> [WORK TO BE COMPLETED] In the entries below, begin at the line that has "[point] girl's nose", stop after the line that has "[point] poster on", and output those lines exactly with no pictures.

> [RECORDS PROVIDED]

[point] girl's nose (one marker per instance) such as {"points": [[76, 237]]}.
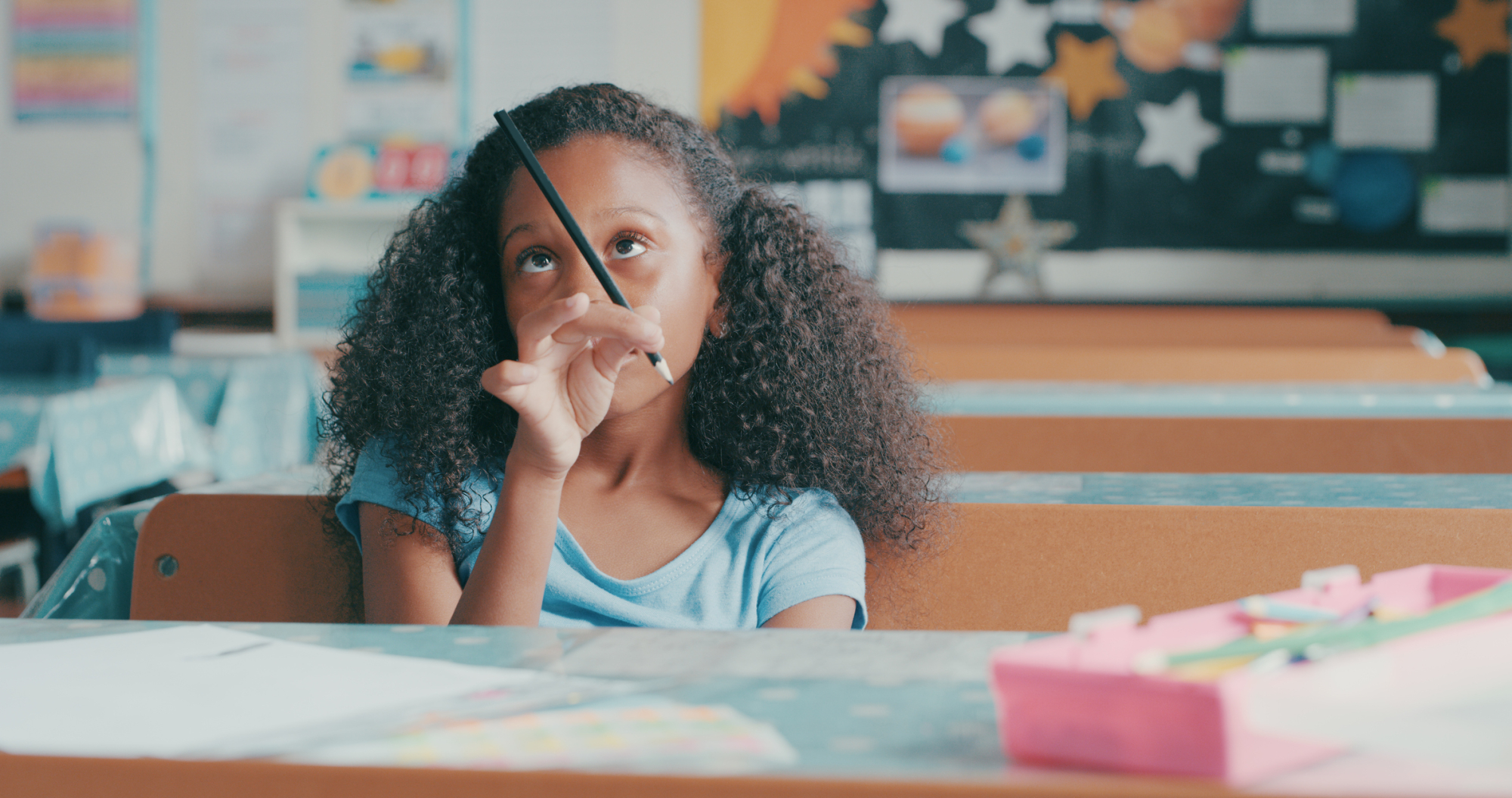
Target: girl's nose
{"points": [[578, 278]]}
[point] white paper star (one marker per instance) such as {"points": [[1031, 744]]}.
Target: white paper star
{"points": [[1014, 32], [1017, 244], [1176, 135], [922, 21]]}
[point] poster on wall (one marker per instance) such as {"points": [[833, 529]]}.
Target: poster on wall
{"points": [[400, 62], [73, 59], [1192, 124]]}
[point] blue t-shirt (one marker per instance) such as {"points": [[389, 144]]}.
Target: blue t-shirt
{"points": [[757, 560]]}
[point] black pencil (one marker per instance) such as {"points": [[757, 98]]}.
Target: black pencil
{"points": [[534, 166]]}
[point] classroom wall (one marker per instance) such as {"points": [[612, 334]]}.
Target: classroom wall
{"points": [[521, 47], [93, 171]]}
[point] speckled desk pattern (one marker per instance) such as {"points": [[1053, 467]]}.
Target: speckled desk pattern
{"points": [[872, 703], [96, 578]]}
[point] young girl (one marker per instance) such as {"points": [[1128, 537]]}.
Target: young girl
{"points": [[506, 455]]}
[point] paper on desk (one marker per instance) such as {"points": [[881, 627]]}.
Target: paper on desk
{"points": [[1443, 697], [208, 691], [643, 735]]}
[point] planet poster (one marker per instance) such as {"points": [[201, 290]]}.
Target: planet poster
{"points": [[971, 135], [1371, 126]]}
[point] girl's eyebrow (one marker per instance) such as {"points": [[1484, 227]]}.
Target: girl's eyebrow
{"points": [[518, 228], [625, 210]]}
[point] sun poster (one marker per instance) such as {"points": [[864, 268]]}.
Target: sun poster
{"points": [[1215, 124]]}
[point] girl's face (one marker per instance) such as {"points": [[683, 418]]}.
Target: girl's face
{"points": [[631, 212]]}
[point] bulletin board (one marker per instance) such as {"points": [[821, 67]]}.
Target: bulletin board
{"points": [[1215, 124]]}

--

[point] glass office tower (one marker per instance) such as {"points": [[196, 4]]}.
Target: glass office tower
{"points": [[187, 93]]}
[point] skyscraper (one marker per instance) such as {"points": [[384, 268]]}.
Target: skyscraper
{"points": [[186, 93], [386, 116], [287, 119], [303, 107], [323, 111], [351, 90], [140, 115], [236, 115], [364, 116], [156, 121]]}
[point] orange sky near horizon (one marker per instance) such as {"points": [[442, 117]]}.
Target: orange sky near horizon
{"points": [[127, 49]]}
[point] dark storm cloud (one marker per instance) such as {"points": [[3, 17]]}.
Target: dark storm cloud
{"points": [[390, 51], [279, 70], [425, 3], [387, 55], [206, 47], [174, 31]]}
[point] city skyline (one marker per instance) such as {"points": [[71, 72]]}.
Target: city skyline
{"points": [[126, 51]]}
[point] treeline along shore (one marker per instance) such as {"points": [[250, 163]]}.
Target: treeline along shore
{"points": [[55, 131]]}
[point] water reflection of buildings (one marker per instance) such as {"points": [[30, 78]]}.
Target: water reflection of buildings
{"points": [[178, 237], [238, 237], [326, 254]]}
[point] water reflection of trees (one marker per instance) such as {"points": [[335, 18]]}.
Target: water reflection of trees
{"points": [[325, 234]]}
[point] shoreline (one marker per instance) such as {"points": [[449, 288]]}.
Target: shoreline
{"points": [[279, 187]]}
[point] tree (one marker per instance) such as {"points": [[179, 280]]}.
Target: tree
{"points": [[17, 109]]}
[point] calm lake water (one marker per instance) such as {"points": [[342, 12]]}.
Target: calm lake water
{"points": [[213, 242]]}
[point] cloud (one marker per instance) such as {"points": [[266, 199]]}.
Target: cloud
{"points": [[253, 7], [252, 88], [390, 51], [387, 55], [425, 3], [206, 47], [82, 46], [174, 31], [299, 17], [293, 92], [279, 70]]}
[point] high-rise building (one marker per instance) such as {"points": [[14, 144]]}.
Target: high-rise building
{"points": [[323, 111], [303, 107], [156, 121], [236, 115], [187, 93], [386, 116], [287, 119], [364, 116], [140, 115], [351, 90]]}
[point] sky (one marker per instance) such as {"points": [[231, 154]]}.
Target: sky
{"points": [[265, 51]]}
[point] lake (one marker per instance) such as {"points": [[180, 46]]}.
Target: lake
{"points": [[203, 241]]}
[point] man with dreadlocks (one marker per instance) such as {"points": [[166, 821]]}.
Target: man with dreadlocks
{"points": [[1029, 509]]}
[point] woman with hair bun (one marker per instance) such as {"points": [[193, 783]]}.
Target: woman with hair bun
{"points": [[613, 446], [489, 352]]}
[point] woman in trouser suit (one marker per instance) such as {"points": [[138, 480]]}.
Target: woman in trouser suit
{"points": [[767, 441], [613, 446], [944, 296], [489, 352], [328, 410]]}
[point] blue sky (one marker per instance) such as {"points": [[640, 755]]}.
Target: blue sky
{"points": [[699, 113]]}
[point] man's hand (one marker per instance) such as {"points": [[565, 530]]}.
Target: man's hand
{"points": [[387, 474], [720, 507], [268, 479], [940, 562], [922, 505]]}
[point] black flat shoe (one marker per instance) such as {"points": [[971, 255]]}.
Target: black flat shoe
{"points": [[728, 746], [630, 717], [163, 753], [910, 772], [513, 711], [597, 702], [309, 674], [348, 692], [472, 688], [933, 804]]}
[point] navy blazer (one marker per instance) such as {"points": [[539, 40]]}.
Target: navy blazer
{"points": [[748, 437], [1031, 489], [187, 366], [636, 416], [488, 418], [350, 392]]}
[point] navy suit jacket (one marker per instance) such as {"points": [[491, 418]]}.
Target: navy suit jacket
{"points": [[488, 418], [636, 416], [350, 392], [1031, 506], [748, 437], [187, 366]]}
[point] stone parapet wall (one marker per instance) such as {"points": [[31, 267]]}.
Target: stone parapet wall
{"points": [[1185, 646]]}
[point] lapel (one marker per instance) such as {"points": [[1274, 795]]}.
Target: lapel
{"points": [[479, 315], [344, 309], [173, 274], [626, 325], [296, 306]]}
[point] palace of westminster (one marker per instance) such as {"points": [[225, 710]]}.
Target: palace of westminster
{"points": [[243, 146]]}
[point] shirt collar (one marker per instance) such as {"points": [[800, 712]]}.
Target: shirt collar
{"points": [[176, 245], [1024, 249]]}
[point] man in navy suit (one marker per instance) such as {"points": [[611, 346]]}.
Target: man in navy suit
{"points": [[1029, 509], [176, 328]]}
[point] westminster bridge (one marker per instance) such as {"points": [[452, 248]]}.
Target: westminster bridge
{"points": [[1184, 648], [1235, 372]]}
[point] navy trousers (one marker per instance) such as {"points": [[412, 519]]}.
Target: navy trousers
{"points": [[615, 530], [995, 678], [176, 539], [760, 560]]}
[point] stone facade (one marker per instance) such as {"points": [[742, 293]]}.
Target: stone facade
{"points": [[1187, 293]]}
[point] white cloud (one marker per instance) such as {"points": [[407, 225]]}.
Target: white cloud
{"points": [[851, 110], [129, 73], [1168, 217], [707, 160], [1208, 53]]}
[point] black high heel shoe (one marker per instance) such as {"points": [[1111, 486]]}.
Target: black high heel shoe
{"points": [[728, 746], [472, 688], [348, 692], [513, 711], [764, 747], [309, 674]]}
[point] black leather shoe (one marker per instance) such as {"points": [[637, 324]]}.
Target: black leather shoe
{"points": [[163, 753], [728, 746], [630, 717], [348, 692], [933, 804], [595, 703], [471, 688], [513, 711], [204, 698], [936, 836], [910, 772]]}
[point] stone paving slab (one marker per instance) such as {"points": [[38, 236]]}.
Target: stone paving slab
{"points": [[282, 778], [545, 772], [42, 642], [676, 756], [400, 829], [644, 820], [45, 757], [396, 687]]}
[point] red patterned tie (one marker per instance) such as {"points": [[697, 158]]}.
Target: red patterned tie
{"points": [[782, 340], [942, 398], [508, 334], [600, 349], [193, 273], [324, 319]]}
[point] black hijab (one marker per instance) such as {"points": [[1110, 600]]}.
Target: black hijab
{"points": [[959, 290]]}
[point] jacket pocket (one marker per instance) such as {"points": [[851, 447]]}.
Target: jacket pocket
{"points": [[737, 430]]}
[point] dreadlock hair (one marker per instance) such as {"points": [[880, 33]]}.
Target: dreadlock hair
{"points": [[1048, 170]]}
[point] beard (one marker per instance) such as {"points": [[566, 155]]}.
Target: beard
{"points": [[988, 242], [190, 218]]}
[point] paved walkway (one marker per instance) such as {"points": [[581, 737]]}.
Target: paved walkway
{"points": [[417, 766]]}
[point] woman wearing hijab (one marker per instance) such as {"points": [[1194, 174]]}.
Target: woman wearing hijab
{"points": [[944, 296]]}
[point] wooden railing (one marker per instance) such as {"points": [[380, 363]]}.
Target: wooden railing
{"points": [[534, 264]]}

==

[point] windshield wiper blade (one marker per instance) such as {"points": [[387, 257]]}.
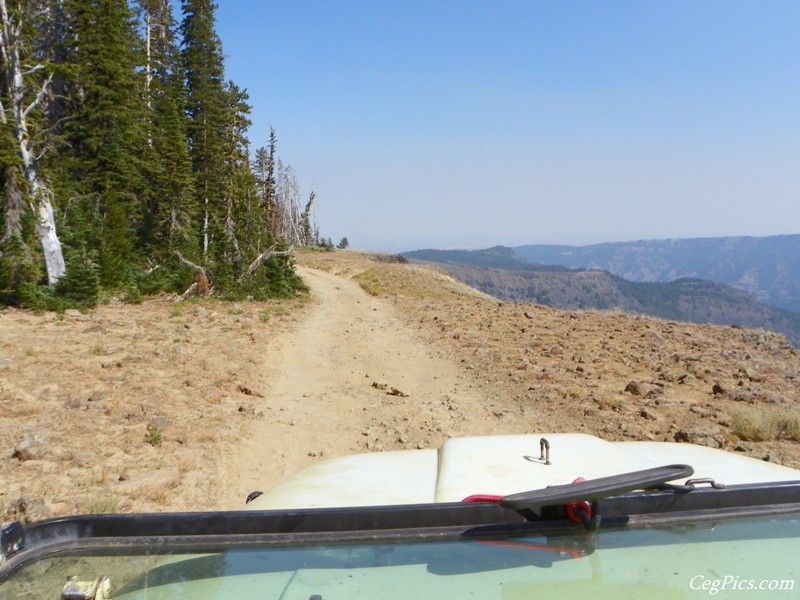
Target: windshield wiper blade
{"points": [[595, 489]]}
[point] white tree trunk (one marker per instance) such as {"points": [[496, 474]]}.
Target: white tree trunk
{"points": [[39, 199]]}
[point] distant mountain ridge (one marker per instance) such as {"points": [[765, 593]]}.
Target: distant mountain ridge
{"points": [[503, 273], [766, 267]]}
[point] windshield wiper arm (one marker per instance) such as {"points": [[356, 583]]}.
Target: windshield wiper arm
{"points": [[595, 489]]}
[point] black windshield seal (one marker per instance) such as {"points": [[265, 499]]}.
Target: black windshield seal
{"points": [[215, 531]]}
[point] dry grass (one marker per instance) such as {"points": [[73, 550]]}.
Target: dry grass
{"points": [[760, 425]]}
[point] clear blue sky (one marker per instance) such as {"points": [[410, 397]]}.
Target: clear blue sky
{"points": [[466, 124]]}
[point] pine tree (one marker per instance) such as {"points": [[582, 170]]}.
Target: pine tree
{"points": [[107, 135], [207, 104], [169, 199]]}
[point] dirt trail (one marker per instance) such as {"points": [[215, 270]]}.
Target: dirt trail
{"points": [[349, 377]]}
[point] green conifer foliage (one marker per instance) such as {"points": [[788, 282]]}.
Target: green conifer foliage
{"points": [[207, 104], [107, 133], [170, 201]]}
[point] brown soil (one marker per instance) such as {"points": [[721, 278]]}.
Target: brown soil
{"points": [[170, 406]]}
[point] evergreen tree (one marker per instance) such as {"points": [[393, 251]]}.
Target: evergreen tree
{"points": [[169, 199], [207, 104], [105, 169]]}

> [SOLUTION BELOW]
[point] girl's nose (one marker per instance) such as {"points": [[76, 237]]}.
Target: girl's nose
{"points": [[578, 278]]}
[point] white paper star (one marker per instance) such as {"points": [[1031, 744]]}.
Target: white paper star
{"points": [[1014, 32], [1017, 244], [1176, 135], [922, 21]]}
[point] poster on wall (one marker per instance) such as {"points": [[833, 529]]}.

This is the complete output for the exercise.